------ SUPPLIED DATA
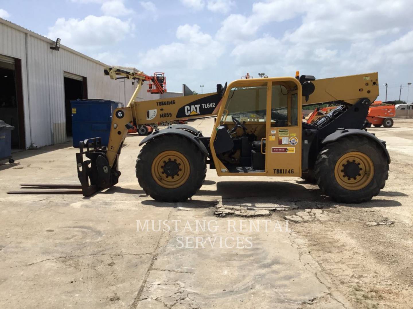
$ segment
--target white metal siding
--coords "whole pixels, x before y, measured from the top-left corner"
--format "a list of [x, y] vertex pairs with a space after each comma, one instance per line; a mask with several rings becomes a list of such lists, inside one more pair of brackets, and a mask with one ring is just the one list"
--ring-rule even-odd
[[[89, 98], [127, 104], [136, 86], [130, 80], [111, 80], [103, 75], [105, 65], [63, 46], [58, 52], [50, 49], [53, 44], [0, 19], [0, 54], [21, 59], [26, 147], [66, 141], [64, 72], [87, 78]], [[139, 101], [159, 98], [147, 89], [145, 83]]]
------------
» **REQUIREMENTS**:
Please copy out the listing above with "top-left corner" swapped for "upper-left corner" and everything else left as it stands. Omit the pictures from your copy.

» **ANSWER TO THE TASK**:
$ segment
--target white metal siding
--coords "whole pixels, x before y, measured from the upper-left corner"
--format "a list of [x, y] vertex pairs with a space after each comma, one instance per line; a mask with several rings becomes a list of such lists, inside one more pair of brackets, and a mask with one ring is just the one list"
--ring-rule even-odd
[[[89, 98], [127, 104], [136, 86], [130, 80], [111, 80], [103, 75], [105, 65], [63, 46], [58, 52], [50, 49], [53, 44], [0, 19], [0, 54], [21, 59], [26, 147], [66, 141], [64, 72], [87, 78]], [[139, 101], [159, 98], [147, 89], [145, 83]]]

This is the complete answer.